Start of GIVEN PASSAGE

Ikon Gallery Opens Exhibition Of New Work By Australian Aboriginal Artists

Art Daily
Published on
Yhonnie Scarce, Death Zephyr (2016-17).
Yhonnie Scarce, Death Zephyr (2016-17).

BIRMINGHAM.-Ikon presents exhibitions of new work by Australian Aboriginal artists Judy Watson (b. 1959) and Yhonnie Scarce (b. 1973), as part of an international tour developed in partnership with TarraWarra Museum of Art, Healesville, Australia.

Hetti Perkins, curatorial advisor on this occasion, explains that the artists are concerned essentially with “Australia’s ‘secret war’ – a battle fought on many fronts from colonial massacres to Stolen Generations to the Maralinga bomb tests. The seductive beauty of Watson’s and Scarce’s works belies their powerful message about the sustained campaign of the destruction of country, culture and community in Aboriginal Australia – their work is a kind of ‘tender trap’”. With the devastating evidence of climate change in Australia, manifest in apocalyptic wildfires and storms, these timely exhibitions deliver an urgent message.

Born in Mundubbera, Queensland, Judy Watson derives inspiration from her Aboriginal matrilineal Waanyi heritage, working from site and memory to reveal Indigenous histories and following lines of emotional and physical topography that centre on particular places and moments in time. Her practice often draws on archival documents and material to unveil an unceasing and institutional discrimination against Aboriginal people – the ‘secret war’ to which Perkins refers. Watson makes work that is politically charged, but she deliberately avoids didacticism, as she explains:

“Art as a vehicle for invention and social change can be many things, it can be soft, hard, in-your-face confrontational, or subtle and discreet. I try and choose the latter approach for much of my work, a seductive beautiful exterior with a strong message like a deadly poison dart that insinuates itself into the consciousness of the viewer without them being aware of the package until it implodes and leaks its contents.”

End of GIVEN PASSAGE

**STATED GOAL A**
Reproduce the passage of the Ikon exhibition article starting at "Ikon Gallery Opens" and ending at "Art, Healesville, Australia.".
**STATED GOAL B**
In the Ikon exhibition article, which museum partnered in developing the international tour?
Answer using only the Ikon exhibition article.

Start of RECORDED INFORMATION

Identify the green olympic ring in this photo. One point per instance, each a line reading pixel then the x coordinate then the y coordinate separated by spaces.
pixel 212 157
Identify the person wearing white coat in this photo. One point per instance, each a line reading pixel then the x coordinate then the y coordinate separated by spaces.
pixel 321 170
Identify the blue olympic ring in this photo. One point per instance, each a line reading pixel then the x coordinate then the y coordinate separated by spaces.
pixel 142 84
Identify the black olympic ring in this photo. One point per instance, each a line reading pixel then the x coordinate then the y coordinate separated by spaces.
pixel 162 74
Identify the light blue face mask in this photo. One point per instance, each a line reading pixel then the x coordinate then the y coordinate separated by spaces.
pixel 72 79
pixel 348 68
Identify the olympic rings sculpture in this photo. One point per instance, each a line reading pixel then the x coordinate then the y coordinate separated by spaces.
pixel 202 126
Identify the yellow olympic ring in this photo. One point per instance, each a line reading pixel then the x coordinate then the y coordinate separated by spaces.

End of RECORDED INFORMATION

**WRITTEN RESPONSE A**
Ikon Gallery Opens Exhibition Of New Work By Australian Aboriginal Artists

Art Daily
Published on
Yhonnie Scarce, Death Zephyr (2016-17).
Yhonnie Scarce, Death Zephyr (2016-17).

BIRMINGHAM.-Ikon presents exhibitions of new work by Australian Aboriginal artists Judy Watson (b. 1959) and Yhonnie Scarce (b. 1973), as part of an international tour developed in partnership with TarraWarra Museum of Art, Healesville, Australia.

**WRITTEN RESPONSE B**
TarraWarra Museum of Art, Healesville, Australia.